* [Yang Harus Dikerjakan]:
1: Menurut artikel tentang infotainment, mengapa kultur bergunjing tidak gampang diakhiri? Jawab dalam satu sampai tiga kalimat.
2: Tolong tuliskan ulang tanpa perubahan bagian artikel tentang infotainment dari "Tak gampang mengakhiri" sampai "penyanyi Alda Risma.".

08 April 2008

Infotainment Versus Kesantunan Publik

Oleh: Teguh Imawan, Kajian Media & Literasi Televisi (KameliaTV)

Salah satu tambang emas tayangan layar televisi adalah acara infotainment. Meski tayangan seputar dunia artis dan selebritis ini telah mendapat kritik, kecaman, bahkan diharamkan oleh organisasi keagamaan terbesar di Indonesia, toh infotainment melenggang dengan sempurna menjumpai penontonnya baik di pagi, siang, dan petang hari.

Memang semula, reaksi pro dan kontra menyikapi pandangan komunitas keagamaan terbesar Indonesia ini berujung senyuman, manakala kalangan pebisnis infotainment menyambut baik semangat memerangi isi infotainment yang mengarah ke fitnah. Bahkan, gagasan dasar menjauhi fitnah diamini dan diyakini kebagusannya oleh siapa pun yang bergerak di bidang jurnalisme infotainment.

Bila efektivitas fatwa ditakar dari slogan, maka boleh dikatakan dalam dua bulan ini cukup berhasil. Buktinya, infotainment Cek & Ricek produksi Bintang Grup yang disiarkan RCTI sempat mengubah slogan (tagline), dari “pelopor jurnalisme infotainment” menjadi “the new spirit of infotainment”. Slogan “semangat baru infotainment” memang cepat dan sempat diusung, namun menyangkut isi tayangannya menjauhi aib terasa masih gamang.

Aib dan Baik

Tak gampang mengakhiri kultur bergunjing yang mekar sejak delapan tahun silam. Karena ia telah berkait-kelindan, saling merajut relasi antara kesadaran penonton, sensasionalisme televisi, dan sikap hidup permisif. Secara umum, begitu ada tekanan publik bermatrakan nilai religiusitas, orientasi tayangan tampak ada semangat memberi sisi baik ketimbang sisi aib kehidupan artis-selebritis. Maka tayanglah liputan mengenai artis umroh, artis mengembangkan potensi positif melalui hobi serta sisi filantropisnya.

Namun, betotan gunjingan beserta “bumbu-bumbu” penyedap kemasan acara tak kuasa dielak saat mencuat artis bermasalah. Misalnya: kasus cerai rujuk Saiful Jamil-Dewi Persik, perebutan anak Tamara Blezynski-Tengku Rafli, cerai artis Ulfa Dwiyanti, Titi DJ, Ira Maya Sopha. Pun begitu jua saat meliput artis tersangkut kriminalitas Lidya Pratiwi, serta kematian penyanyi Alda Risma.

* [Daftar Catatan]:
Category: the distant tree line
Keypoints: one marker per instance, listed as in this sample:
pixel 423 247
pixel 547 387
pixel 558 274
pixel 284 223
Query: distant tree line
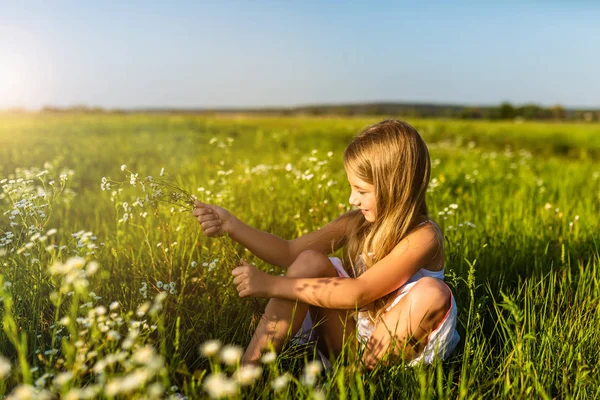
pixel 505 111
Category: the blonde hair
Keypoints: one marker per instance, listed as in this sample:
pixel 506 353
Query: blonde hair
pixel 391 156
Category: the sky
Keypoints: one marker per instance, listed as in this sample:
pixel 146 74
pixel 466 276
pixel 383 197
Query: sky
pixel 211 54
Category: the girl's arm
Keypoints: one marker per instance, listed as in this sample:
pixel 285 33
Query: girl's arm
pixel 412 253
pixel 270 248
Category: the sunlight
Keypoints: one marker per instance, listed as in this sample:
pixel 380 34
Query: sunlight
pixel 18 64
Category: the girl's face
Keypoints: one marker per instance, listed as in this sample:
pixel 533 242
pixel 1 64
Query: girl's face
pixel 362 196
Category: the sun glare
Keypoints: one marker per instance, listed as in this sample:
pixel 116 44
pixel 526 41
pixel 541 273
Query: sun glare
pixel 19 83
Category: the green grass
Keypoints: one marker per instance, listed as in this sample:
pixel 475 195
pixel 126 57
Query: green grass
pixel 525 277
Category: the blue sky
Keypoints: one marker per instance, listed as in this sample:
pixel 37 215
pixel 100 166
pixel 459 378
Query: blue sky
pixel 272 53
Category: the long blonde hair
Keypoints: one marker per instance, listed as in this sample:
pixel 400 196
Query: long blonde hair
pixel 391 156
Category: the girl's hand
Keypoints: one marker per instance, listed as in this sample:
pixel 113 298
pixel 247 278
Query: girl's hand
pixel 251 281
pixel 215 221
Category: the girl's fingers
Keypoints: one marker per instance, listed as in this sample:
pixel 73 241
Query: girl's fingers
pixel 210 224
pixel 202 211
pixel 238 279
pixel 212 231
pixel 208 217
pixel 198 203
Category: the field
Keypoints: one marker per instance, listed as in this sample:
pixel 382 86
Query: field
pixel 522 254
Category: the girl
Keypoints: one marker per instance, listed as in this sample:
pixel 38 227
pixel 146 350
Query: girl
pixel 392 270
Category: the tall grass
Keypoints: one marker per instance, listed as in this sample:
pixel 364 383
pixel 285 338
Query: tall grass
pixel 519 205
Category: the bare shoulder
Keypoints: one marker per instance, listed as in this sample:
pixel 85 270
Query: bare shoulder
pixel 426 238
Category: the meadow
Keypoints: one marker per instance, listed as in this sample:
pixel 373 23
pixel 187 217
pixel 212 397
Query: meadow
pixel 106 296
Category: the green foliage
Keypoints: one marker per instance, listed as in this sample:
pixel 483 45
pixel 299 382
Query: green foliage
pixel 519 204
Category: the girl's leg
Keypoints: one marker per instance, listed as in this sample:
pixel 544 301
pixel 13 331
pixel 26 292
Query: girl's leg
pixel 284 317
pixel 403 331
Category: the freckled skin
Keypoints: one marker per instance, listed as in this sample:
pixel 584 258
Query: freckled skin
pixel 312 285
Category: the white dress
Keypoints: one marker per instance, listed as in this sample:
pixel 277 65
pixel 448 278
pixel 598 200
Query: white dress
pixel 442 340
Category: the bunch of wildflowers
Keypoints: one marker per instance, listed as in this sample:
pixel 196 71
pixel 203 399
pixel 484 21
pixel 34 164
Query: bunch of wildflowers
pixel 154 191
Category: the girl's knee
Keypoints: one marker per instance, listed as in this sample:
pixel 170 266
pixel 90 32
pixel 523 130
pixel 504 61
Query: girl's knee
pixel 311 263
pixel 431 296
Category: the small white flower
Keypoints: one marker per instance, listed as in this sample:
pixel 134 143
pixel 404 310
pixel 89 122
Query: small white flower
pixel 217 386
pixel 231 354
pixel 280 382
pixel 210 348
pixel 247 374
pixel 313 368
pixel 269 357
pixel 113 335
pixel 4 367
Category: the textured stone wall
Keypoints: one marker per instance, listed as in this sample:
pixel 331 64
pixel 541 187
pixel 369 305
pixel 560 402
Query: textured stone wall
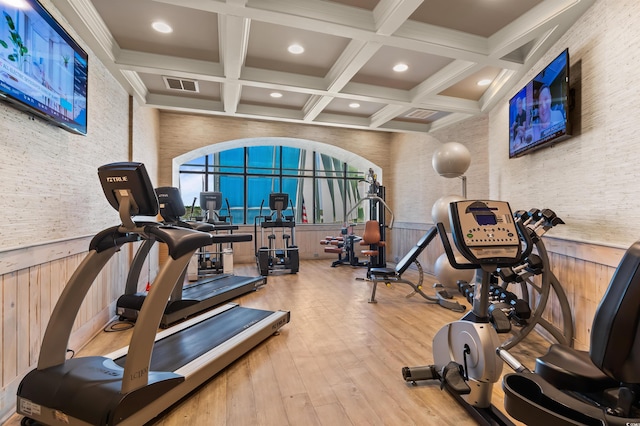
pixel 49 184
pixel 590 179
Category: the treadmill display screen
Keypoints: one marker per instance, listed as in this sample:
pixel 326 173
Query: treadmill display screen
pixel 486 219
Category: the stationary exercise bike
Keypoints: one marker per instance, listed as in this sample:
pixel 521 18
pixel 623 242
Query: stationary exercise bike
pixel 464 351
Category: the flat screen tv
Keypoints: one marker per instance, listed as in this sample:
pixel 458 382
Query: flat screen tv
pixel 539 112
pixel 42 69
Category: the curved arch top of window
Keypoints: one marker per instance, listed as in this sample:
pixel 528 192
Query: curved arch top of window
pixel 324 183
pixel 348 157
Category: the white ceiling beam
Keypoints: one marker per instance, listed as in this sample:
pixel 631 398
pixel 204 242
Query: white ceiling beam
pixel 162 64
pixel 353 58
pixel 315 105
pixel 386 114
pixel 139 88
pixel 358 24
pixel 531 25
pixel 389 15
pixel 230 94
pixel 233 35
pixel 446 77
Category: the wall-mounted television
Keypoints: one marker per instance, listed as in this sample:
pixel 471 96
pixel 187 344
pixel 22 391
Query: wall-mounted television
pixel 42 69
pixel 539 112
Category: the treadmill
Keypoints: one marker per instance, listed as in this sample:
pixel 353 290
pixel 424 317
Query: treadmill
pixel 193 298
pixel 137 383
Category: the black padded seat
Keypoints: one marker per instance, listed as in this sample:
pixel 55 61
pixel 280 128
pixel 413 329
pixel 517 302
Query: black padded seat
pixel 569 369
pixel 407 260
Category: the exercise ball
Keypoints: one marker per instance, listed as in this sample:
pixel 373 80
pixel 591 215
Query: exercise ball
pixel 451 160
pixel 440 210
pixel 448 276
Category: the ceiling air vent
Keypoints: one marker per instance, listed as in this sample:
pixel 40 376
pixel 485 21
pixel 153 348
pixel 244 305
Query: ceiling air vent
pixel 181 84
pixel 421 114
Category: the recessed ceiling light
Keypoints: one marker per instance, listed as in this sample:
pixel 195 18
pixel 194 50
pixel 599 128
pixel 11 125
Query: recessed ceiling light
pixel 296 49
pixel 162 27
pixel 400 67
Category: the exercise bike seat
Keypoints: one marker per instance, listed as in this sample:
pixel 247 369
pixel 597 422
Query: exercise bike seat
pixel 570 369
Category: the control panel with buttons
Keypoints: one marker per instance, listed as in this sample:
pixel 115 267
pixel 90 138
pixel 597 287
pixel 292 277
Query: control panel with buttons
pixel 484 230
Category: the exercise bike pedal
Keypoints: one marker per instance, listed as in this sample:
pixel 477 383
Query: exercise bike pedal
pixel 452 375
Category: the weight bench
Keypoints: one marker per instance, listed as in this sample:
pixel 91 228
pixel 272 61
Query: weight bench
pixel 394 275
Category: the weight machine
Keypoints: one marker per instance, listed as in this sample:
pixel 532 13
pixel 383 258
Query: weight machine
pixel 377 206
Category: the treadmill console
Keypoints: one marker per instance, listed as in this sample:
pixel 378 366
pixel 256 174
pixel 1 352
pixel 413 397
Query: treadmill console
pixel 484 232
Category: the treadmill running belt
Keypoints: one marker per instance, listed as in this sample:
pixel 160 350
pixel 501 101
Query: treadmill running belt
pixel 204 290
pixel 180 348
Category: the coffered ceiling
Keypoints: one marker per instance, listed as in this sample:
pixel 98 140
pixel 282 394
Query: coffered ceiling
pixel 230 57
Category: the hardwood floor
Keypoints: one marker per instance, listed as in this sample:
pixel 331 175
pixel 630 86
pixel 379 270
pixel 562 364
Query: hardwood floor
pixel 338 362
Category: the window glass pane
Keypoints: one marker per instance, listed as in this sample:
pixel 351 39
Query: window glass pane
pixel 190 187
pixel 355 192
pixel 292 160
pixel 258 190
pixel 232 188
pixel 263 159
pixel 327 197
pixel 230 161
pixel 303 202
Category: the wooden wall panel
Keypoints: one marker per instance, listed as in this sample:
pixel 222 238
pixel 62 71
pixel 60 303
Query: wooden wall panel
pixel 28 294
pixel 584 280
pixel 27 297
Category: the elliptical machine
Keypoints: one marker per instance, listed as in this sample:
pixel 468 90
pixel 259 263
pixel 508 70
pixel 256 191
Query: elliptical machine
pixel 274 256
pixel 464 351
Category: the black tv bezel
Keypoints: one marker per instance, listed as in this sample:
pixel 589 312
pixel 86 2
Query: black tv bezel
pixel 552 140
pixel 20 105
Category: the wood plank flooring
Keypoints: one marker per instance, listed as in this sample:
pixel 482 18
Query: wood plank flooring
pixel 338 362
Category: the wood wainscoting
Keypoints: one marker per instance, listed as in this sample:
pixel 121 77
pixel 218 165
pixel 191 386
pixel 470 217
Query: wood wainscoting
pixel 31 281
pixel 583 269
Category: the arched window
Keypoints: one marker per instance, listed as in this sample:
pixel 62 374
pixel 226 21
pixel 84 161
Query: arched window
pixel 322 186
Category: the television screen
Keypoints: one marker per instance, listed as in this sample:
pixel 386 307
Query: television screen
pixel 538 113
pixel 42 69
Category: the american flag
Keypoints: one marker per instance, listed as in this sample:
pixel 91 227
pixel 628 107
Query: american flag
pixel 304 213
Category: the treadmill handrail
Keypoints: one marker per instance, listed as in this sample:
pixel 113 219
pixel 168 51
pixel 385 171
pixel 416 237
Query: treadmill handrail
pixel 58 332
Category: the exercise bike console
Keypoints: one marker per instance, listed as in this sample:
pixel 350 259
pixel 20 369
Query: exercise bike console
pixel 464 351
pixel 484 232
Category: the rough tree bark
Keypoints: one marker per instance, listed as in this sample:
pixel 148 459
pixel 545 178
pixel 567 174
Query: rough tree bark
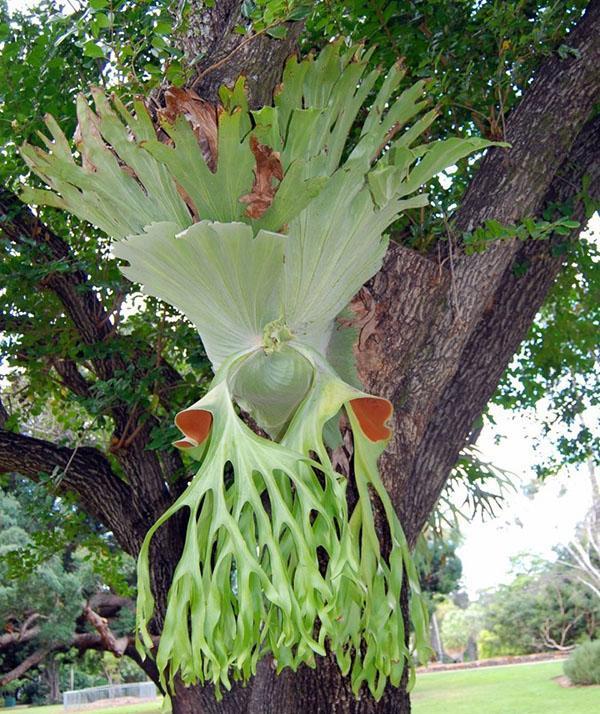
pixel 436 334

* [Jawaban Tiap Tugas]:
1: Kultur bergunjing tidak gampang diakhiri karena sudah berkait-kelindan. Kultur itu saling merajut relasi antara kesadaran penonton, sensasionalisme televisi, dan sikap hidup permisif.

2:
Tak gampang mengakhiri kultur bergunjing yang mekar sejak delapan tahun silam. Karena ia telah berkait-kelindan, saling merajut relasi antara kesadaran penonton, sensasionalisme televisi, dan sikap hidup permisif. Secara umum, begitu ada tekanan publik bermatrakan nilai religiusitas, orientasi tayangan tampak ada semangat memberi sisi baik ketimbang sisi aib kehidupan artis-selebritis. Maka tayanglah liputan mengenai artis umroh, artis mengembangkan potensi positif melalui hobi serta sisi filantropisnya.

Namun, betotan gunjingan beserta “bumbu-bumbu” penyedap kemasan acara tak kuasa dielak saat mencuat artis bermasalah. Misalnya: kasus cerai rujuk Saiful Jamil-Dewi Persik, perebutan anak Tamara Blezynski-Tengku Rafli, cerai artis Ulfa Dwiyanti, Titi DJ, Ira Maya Sopha. Pun begitu jua saat meliput artis tersangkut kriminalitas Lidya Pratiwi, serta kematian penyanyi Alda Risma.